→ Task instructions
a) Retype the passage on bonded seals word for word, starting at "In upstream operations, hydraulic" and ending at "aggressive chemical environments.".
b) Continue the passage on bonded seals, picking up after its last sentence.

→ Page
When a bonded seal is placed against a port face or under a fitting head and the fastener is tightened, the metal outer ring is clamped between the two mating surfaces. The ring distributes the clamp load evenly around the sealing circumference and prevents the connection from bottoming out on the thread. At the same time, the elastomeric lip on the inner bore is compressed against the port face. This controlled compression – typically 25 to 35 percent of the lip height – conforms the rubber to any minor surface irregularities on the port face and creates the primary seal contact.

The sealing mechanism has an additional characteristic that makes it particularly reliable under pressure. As system pressure acts on the inner face of the seal, it pushes the elastomeric lip harder against the port face, increasing contact stress as pressure rises. This self-energising effect means the seal becomes more effective under pressure rather than less. A correctly specified hydraulic bonded seal therefore performs reliably across the full operating range of a system – from zero pressure at start-up through to maximum rated working pressure.

In applications involving vibration, such as hydraulic power units, compressor manifolds, valve actuators and mobile equipment, the elastic recovery of the rubber lip maintains the seating load in the joint even as the fastener experiences dynamic loading. This is one of the properties that distinguishes a bonded seal from a simple metal washer and it explains the product’s long service record in vibration-prone industrial environments.

Bonded Seals Applications and Industries

The bonded seal is used wherever a threaded port, banjo fitting, hydraulic adapter, bolt head or pipe plug connection requires reliable static sealing in service. Its combination of high-pressure capability, vibration resistance, elastic recovery and broad material availability makes it the standard solution across a wide range of industrial sectors.

Oil and Gas

In upstream operations, hydraulic bonded sealing washers seal the threaded ports on wellhead equipment, choke and kill manifolds, hydraulic control circuits and BOP accumulator systems. Operating conditions in this sector – high pressure, sour-gas exposure, elevated temperature and safety-critical containment requirements – make material selection non-negotiable. HNBR and FKM are the standard elastomer specifications for these applications, supporting API and NORSOK compliance requirements. In downstream refinery and petrochemical service, bonded seal instrument connections, sample ports and process valve actuator connections in aggressive chemical environments.

Valve Industry

Bonded seals appear at every hydraulic actuation port, instrument connection and vent or drain plug on a valve assembly or hydraulic actuator package. The volume of sealing points on a typical valve manifold or actuator block is high and the consequence of a leak on a process valve in an operating plant is significant. Dowty seals are the standard static sealing component for these connections across the global valve industry and they are specified in both OEM production and MRO replacement contexts.

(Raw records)

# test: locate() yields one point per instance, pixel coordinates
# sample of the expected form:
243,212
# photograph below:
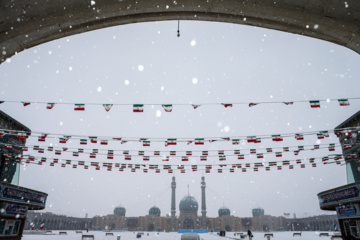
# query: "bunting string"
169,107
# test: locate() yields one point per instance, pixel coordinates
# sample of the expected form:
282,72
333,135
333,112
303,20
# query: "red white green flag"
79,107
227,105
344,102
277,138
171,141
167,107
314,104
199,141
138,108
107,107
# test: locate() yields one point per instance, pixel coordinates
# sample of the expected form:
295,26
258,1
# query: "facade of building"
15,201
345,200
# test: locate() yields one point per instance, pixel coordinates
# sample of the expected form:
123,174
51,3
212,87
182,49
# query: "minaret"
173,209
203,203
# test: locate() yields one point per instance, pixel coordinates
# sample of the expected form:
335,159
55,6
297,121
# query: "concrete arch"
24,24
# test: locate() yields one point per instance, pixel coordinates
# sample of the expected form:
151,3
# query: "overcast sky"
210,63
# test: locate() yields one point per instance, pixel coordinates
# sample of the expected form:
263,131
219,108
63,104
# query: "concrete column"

→ Results by task
a)
In upstream operations, hydraulic bonded sealing washers seal the threaded ports on wellhead equipment, choke and kill manifolds, hydraulic control circuits and BOP accumulator systems. Operating conditions in this sector – high pressure, sour-gas exposure, elevated temperature and safety-critical containment requirements – make material selection non-negotiable. HNBR and FKM are the standard elastomer specifications for these applications, supporting API and NORSOK compliance requirements. In downstream refinery and petrochemical service, bonded seal instrument connections, sample ports and process valve actuator connections in aggressive chemical environments.

b)
Aerospace

Aerospace hydraulic systems, fuel systems and landing gear assemblies use bonded seals at threaded port interfaces throughout the aircraft. Material selection is particularly critical in this sector because no single elastomer is compatible with every fluid on an aircraft. Fuel systems require FKM or Fluorosilicone for resistance to hydrocarbon-based jet fuels. Hydraulic systems using phosphate ester fluids such as Skydrol must use EPDM. This is a safety distinction – FKM will degrade rapidly on contact with Skydrol and EPDM will fail on contact with jet fuel. Specifying the wrong elastomer is not a procurement error; it is a safety risk.

Aerospace procurement carries requirements that go beyond material selection alone. Dimensional tolerances are tighter than in most other industries, full batch traceability back to the elastomeric cure date is a standard requirement and certification compliance – including AS9100 and AS4451 – must be confirmed and documented before supply. These requirements should be clearly stated at the enquiry stage.

Chemical Industry

Chemical processing plants use bonded seals on instrument connections, sample valves, vent and drain plugs and hydraulic control lines throughout the facility. The primary technical consideration in chemical service is fluid compatibility – the range of process media in a chemical plant is broad and the elastomeric compound must be specifically confirmed against the chemical data sheet for the process fluid in use. An incorrect elastomer in a chemical service can fail rapidly, with consequences that include fluid release and unplanned shutdown.

Heavy Industry and Manufacturing

Hydraulic systems in heavy industry – metal processing, press machinery, injection moulding, construction equipment, offshore cranes and machine tools – use bonded seals at virtually every port, adapter and fitting in the circuit. The primary requirement in this sector is dimensional consistency across production batches, availability in standard sizes and material quality sufficient to support long intervals between planned maintenance stops.

Why Choose ISMAT for Bonded Seals?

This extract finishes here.